_Exercise inputs_
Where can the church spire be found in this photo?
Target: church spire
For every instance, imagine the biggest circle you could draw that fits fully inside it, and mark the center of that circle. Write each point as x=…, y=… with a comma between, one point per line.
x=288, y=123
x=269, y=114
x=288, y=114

_Brief_
Rewrite the lines above, replacing "church spire" with "bell tower" wherever it occurs and leaving everything else untouched.

_Complete answer_
Where can the bell tower be found in this photo?
Target: bell tower
For every instance, imagine the biggest circle you could draw that fits fully inside it, and mark the center of that circle. Write each point as x=…, y=… with a comma between, one point per line.
x=288, y=123
x=269, y=114
x=288, y=114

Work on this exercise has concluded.